Task directions:
Starting with the first line of the data that follows, transcribe every line verbatim until the line containing "box: [153, 373, 502, 435]" has been transcribed.

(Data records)

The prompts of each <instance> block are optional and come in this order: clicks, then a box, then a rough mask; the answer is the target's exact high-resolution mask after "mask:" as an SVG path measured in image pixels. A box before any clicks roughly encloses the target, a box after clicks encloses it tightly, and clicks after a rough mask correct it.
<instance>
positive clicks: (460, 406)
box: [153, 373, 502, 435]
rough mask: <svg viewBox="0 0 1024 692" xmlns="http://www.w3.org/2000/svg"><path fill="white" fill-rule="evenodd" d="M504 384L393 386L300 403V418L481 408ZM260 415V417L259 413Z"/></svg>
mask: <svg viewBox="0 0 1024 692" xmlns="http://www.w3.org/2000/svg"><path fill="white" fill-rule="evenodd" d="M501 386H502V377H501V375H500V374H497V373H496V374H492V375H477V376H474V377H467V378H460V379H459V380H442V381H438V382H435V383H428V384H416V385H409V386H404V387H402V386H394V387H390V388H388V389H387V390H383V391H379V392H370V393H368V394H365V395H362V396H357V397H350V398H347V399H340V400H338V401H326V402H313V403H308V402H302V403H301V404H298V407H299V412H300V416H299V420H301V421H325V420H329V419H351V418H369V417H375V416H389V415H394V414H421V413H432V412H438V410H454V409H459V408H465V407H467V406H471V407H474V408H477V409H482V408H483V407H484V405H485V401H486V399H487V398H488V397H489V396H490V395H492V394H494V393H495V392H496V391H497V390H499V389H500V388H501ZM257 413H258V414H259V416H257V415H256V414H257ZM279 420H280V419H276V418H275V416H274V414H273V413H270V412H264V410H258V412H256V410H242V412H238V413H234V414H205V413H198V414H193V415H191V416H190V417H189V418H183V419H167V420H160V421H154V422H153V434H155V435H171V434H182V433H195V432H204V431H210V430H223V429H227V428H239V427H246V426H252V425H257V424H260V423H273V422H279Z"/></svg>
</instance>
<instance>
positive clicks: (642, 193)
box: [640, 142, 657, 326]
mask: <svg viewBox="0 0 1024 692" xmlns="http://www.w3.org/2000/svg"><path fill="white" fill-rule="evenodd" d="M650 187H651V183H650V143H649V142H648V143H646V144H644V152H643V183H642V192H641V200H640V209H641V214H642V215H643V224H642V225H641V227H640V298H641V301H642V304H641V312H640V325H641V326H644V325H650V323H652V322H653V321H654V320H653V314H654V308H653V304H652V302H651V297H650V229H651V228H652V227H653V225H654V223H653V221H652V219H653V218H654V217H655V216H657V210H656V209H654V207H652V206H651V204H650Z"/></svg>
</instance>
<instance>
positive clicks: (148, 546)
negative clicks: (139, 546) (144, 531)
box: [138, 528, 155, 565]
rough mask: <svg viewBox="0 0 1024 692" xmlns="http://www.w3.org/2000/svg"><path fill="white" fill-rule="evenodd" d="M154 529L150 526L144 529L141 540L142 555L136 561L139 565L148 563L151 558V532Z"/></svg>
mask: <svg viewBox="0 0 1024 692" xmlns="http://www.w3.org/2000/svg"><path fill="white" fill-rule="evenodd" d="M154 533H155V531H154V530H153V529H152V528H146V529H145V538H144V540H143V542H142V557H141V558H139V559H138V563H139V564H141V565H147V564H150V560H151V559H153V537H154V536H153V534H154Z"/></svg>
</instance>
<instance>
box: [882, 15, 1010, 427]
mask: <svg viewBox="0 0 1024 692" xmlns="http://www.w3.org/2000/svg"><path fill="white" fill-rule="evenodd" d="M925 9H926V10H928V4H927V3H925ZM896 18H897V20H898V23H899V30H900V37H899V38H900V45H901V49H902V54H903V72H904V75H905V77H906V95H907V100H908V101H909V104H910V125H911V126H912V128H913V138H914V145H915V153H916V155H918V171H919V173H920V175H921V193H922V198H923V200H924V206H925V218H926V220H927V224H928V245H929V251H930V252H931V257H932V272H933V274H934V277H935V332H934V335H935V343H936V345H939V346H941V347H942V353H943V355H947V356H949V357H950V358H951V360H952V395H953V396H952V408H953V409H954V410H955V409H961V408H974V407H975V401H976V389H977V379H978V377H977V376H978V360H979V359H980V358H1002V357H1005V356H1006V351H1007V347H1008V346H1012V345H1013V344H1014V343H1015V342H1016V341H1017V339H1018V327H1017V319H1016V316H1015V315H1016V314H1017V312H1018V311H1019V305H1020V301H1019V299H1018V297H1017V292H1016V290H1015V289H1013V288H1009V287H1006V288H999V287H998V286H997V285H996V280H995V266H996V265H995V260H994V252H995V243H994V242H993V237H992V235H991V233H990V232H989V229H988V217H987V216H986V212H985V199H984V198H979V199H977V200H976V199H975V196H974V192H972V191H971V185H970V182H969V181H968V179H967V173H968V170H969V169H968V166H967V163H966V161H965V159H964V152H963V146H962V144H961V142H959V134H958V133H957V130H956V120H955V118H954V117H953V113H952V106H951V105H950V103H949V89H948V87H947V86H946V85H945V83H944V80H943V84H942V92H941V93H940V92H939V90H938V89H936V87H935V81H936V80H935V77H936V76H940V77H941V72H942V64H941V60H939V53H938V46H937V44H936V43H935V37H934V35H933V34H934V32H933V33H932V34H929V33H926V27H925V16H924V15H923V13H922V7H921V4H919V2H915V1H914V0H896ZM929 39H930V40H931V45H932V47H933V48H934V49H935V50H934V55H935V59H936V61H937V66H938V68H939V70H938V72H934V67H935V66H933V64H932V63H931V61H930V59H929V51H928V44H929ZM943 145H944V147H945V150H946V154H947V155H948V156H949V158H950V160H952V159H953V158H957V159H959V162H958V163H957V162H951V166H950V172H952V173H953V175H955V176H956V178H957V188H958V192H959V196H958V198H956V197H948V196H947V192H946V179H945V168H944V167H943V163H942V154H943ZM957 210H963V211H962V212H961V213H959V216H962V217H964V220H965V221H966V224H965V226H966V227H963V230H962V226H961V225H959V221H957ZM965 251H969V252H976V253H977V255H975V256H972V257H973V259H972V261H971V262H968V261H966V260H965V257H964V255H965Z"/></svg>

Worked solution:
The prompts of each <instance> block are optional and come in this order: clicks, then a box, then a rough mask; the answer is the target's exact high-resolution mask after "mask:" as an SVG path measured in image pixels. A box before any clicks roughly encloses the target, a box after clicks encloses it tightly, and clicks after a rough mask correct it.
<instance>
positive clicks: (460, 406)
box: [153, 373, 502, 435]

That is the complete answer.